● **Task 1**
Write out the part of the RBS bonuses post starting with "As the Beeb" and going on through "(i.e. UK taxpayers).".
● **Task 2**
In the RBS bonuses post, why does the writer call the £6bn profit figure certainly attainable? Answer in one to three sentences.

Duncan’s Economic Blog

RBS, bonuses and some really basic financial analysis

Posted in Uncategorized by duncanseconomicblog on December 3, 2009

I side with Lord Myners and Alistair Darling in the current dispute between UKFI and RBS over the payment of bonuses.

As the Beeb says:

Last month, Chancellor Alistair Darling announced that the Treasury, as the major shareholder in the bank, would have the “right to consent” to how much RBS pays in bonuses and how they are paid.

RBS is said to want to pay £2bn in bonuses across the group for its performance in 2009, with £1.5bn going to its investment banking division, which is expected to make £6bn in profits this year.

£6bn in profits this year? It sounds like a lot doesn’t it? And surely these hyper-talented bankers need to be paid well, otherwise they might leave and then RBS would be less profitable – damaging the shareholders (i.e. UK taxpayers).

All sounds plausible.

It is also all totally wrong.

Take a lot at RBS’s most recent results. The Global Banking & Markets division (where these super-talented investment bankers reside) reported decent results (page 43 of the pdf document). In the first nine months of the year it generated an operating profit of £5.1bn – so the £6bn figure is certainly attainable. Total income before costs in the first nine months came in at  £9.5bn.

● **Listed records**
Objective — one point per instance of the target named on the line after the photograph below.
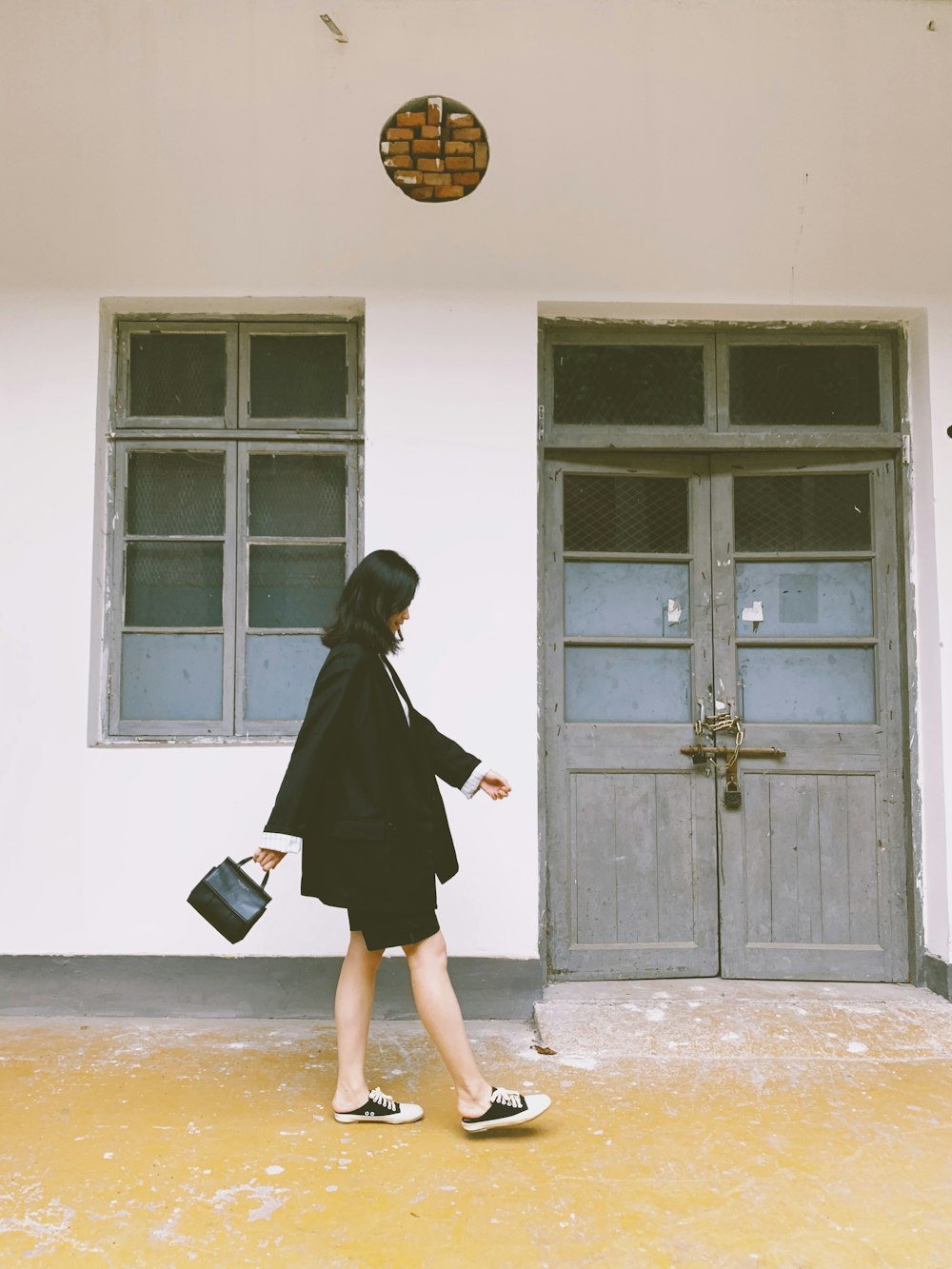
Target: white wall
(791, 155)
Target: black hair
(381, 585)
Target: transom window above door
(234, 522)
(608, 386)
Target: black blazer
(361, 791)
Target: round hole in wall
(434, 149)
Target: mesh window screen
(802, 513)
(813, 386)
(174, 584)
(653, 385)
(632, 514)
(174, 374)
(293, 586)
(297, 496)
(299, 377)
(175, 494)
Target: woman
(360, 799)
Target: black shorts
(392, 929)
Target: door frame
(573, 445)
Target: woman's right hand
(268, 860)
(495, 784)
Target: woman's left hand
(495, 784)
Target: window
(234, 453)
(627, 385)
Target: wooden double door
(719, 603)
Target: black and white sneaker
(508, 1109)
(379, 1108)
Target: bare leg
(440, 1013)
(353, 1005)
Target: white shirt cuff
(282, 842)
(475, 780)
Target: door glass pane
(807, 684)
(280, 673)
(174, 584)
(802, 513)
(299, 376)
(171, 677)
(627, 684)
(297, 496)
(175, 494)
(653, 385)
(293, 585)
(814, 386)
(175, 374)
(630, 514)
(609, 598)
(810, 598)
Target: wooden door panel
(814, 860)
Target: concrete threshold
(716, 1020)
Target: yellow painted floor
(687, 1131)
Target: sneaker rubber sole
(536, 1104)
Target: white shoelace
(383, 1100)
(506, 1098)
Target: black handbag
(228, 899)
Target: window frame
(243, 627)
(198, 423)
(718, 431)
(124, 434)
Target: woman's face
(398, 620)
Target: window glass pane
(297, 496)
(175, 374)
(807, 684)
(604, 598)
(634, 514)
(299, 376)
(661, 386)
(293, 586)
(171, 677)
(175, 494)
(810, 598)
(627, 684)
(802, 513)
(280, 673)
(815, 386)
(174, 584)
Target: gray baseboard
(192, 986)
(939, 976)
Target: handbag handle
(248, 861)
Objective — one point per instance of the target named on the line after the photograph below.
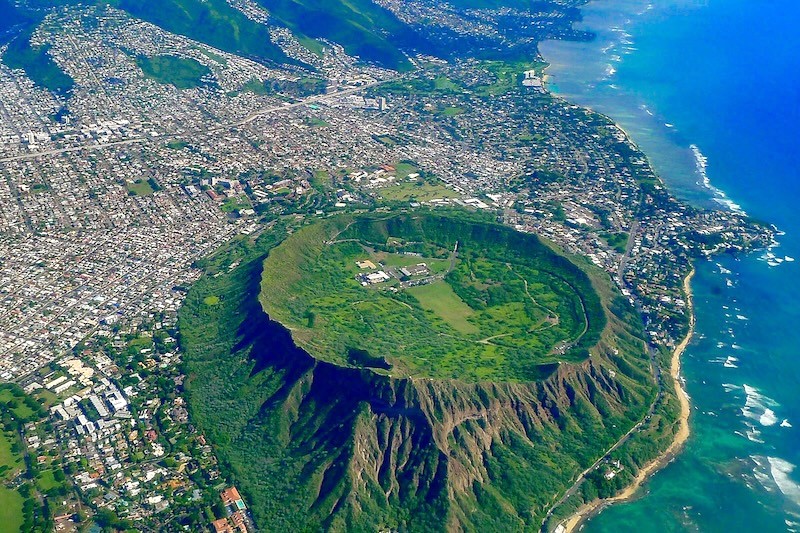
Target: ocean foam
(768, 418)
(701, 163)
(780, 470)
(759, 407)
(753, 434)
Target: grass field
(22, 410)
(440, 299)
(418, 191)
(487, 319)
(12, 461)
(182, 72)
(140, 188)
(47, 481)
(452, 111)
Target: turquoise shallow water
(710, 90)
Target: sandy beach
(587, 511)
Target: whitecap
(768, 418)
(759, 407)
(780, 470)
(752, 434)
(730, 387)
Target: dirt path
(587, 511)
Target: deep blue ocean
(710, 91)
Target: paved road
(656, 370)
(247, 120)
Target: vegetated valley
(345, 443)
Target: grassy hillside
(321, 446)
(504, 307)
(364, 28)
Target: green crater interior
(489, 304)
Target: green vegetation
(418, 191)
(452, 111)
(364, 28)
(508, 75)
(441, 300)
(318, 446)
(182, 72)
(508, 306)
(140, 187)
(618, 241)
(212, 22)
(37, 64)
(11, 512)
(211, 300)
(19, 508)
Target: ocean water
(710, 90)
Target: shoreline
(587, 511)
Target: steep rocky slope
(315, 445)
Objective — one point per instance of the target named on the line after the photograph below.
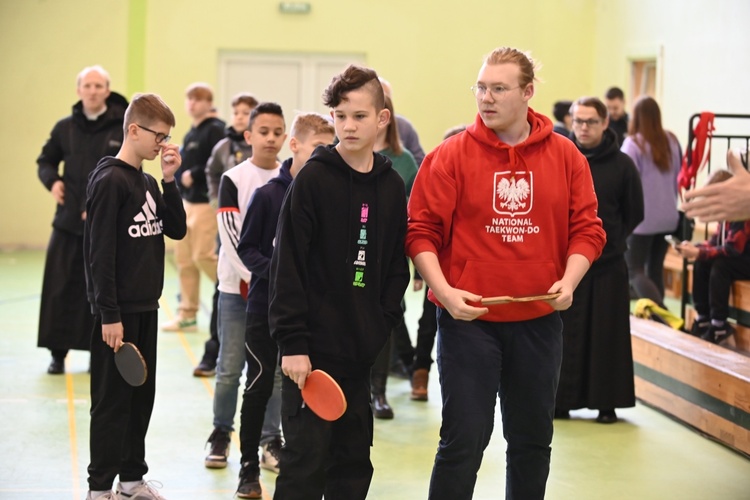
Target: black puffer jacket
(79, 143)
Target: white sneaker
(269, 460)
(108, 495)
(144, 491)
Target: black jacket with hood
(617, 184)
(196, 150)
(80, 143)
(255, 247)
(123, 240)
(339, 270)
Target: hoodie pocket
(514, 278)
(348, 327)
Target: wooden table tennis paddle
(131, 365)
(505, 299)
(324, 396)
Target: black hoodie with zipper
(79, 143)
(123, 238)
(339, 270)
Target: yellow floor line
(72, 434)
(206, 380)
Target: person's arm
(575, 268)
(398, 268)
(453, 299)
(172, 209)
(105, 195)
(288, 302)
(229, 222)
(631, 198)
(728, 200)
(250, 249)
(48, 164)
(215, 167)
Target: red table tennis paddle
(131, 365)
(505, 299)
(324, 396)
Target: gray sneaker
(110, 495)
(144, 491)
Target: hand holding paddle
(130, 364)
(324, 396)
(505, 299)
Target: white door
(294, 81)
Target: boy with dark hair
(233, 149)
(196, 253)
(337, 277)
(266, 134)
(123, 245)
(262, 390)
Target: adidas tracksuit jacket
(123, 244)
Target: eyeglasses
(157, 135)
(589, 123)
(496, 91)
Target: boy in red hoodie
(505, 208)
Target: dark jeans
(262, 358)
(712, 282)
(120, 413)
(479, 361)
(645, 259)
(426, 335)
(320, 457)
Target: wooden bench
(701, 384)
(739, 311)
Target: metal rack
(731, 140)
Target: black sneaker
(716, 334)
(205, 368)
(269, 460)
(56, 366)
(249, 486)
(219, 441)
(699, 328)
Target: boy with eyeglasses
(505, 208)
(123, 244)
(597, 365)
(93, 130)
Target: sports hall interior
(688, 436)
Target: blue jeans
(477, 362)
(231, 360)
(260, 418)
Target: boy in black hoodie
(123, 241)
(337, 277)
(255, 248)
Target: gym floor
(44, 423)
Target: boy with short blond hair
(233, 149)
(261, 395)
(266, 133)
(124, 255)
(196, 253)
(337, 276)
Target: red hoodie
(503, 220)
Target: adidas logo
(146, 222)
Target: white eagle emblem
(512, 193)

● **Complete output 1**
As the Beeb says:

Last month, Chancellor Alistair Darling announced that the Treasury, as the major shareholder in the bank, would have the “right to consent” to how much RBS pays in bonuses and how they are paid.

RBS is said to want to pay £2bn in bonuses across the group for its performance in 2009, with £1.5bn going to its investment banking division, which is expected to make £6bn in profits this year.

£6bn in profits this year? It sounds like a lot doesn’t it? And surely these hyper-talented bankers need to be paid well, otherwise they might leave and then RBS would be less profitable – damaging the shareholders (i.e. UK taxpayers).

● **Complete output 2**
In the first nine months of the year, the Global Banking & Markets division had already made an operating profit of £5.1bn. That already comes close to the £6bn expected for the full year.